### [TEXT]
____________

Takstar HD2000 seems a great option too, especially as it is marketed as "DJ headphones". So that must be something, right?


----------



## Flow (Nov 4, 2018)

Maybe already mentioned, but I find for a long time now that Impedance is one of the most important factors in headphones. Get anything you like with at least 32 Ohms.
Sounds and music will be richer for sure, something many gaming headsets miss out on.


----------



## JovHinner123 (Nov 19, 2018)

Flow said:


> Maybe already mentioned, but I find for a long time now that Impedance is one of the most important factors in headphones. Get anything you like with at least 32 Ohms.
> Sounds and music will be richer for sure, something many gaming headsets miss out on.

____________

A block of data
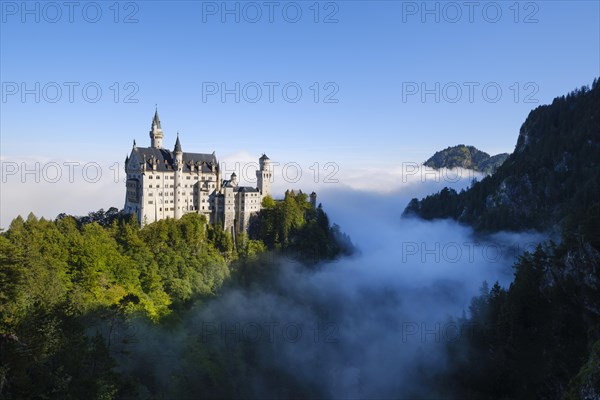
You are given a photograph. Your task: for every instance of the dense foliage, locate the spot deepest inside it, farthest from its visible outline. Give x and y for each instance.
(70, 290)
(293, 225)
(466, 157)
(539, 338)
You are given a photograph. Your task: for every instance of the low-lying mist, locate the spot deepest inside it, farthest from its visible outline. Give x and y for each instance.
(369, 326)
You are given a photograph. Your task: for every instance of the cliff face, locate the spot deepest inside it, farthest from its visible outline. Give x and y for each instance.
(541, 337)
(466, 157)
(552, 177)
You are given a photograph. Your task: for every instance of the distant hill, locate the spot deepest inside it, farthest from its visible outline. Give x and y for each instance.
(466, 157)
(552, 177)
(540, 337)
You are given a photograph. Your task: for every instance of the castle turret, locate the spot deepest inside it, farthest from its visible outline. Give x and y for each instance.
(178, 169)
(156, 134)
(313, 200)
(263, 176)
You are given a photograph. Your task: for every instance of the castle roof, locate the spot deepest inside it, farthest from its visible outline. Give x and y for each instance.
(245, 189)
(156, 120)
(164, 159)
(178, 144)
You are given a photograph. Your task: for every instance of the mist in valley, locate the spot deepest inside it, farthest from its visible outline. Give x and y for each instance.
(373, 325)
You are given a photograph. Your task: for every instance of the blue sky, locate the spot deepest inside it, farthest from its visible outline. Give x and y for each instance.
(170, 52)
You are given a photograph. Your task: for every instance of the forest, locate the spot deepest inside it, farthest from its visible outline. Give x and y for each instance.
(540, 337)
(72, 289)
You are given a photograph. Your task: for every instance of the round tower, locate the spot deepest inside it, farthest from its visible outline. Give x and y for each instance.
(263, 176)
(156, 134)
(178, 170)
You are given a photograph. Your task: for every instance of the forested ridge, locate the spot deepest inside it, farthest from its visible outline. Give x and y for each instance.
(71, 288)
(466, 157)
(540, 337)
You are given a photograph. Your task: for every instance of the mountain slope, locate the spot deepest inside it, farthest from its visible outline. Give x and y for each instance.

____________

### [PROBLEMS TO SOLVE]
A. For each statement, decide whether the headphone discussion agrees with it, answering yes or no and quoting the deciding words: (i) Flow advises choosing headphones of at least 32 Ohms; (ii) the Takstar HD2000 is marketed as gaming headphones; (iii) Flow says many gaming headsets miss out on richer sounds and music.
B. Carry the headphone discussion forward from the point where it stops.

### [ANSWERS TO THE EXERCISE]
A.
(i) Yes: "Get anything you like with at least 32 Ohms."
(ii) No: "it is marketed as "DJ headphones""
(iii) Yes: "Sounds and music will be richer for sure, something many gaming headsets miss out on."

B.
Definitely agree with you. Thanks for pointing it out. Higher impedance means higher resistance to overloading damage too, so that's another benefit. But the great sound is still on top.


----------



## Delaro (Nov 21, 2018)

32 Ω  is pretty much a starting standard now for headphones I'm actually having problems finding less. Impedance doesn't really reflect quality since many moderate to high ends sets will give you the option to pick anywhere between 32-250  Ω. What matters is how you wish to use them since anything over 59 Ω is going to need an amp of some kind.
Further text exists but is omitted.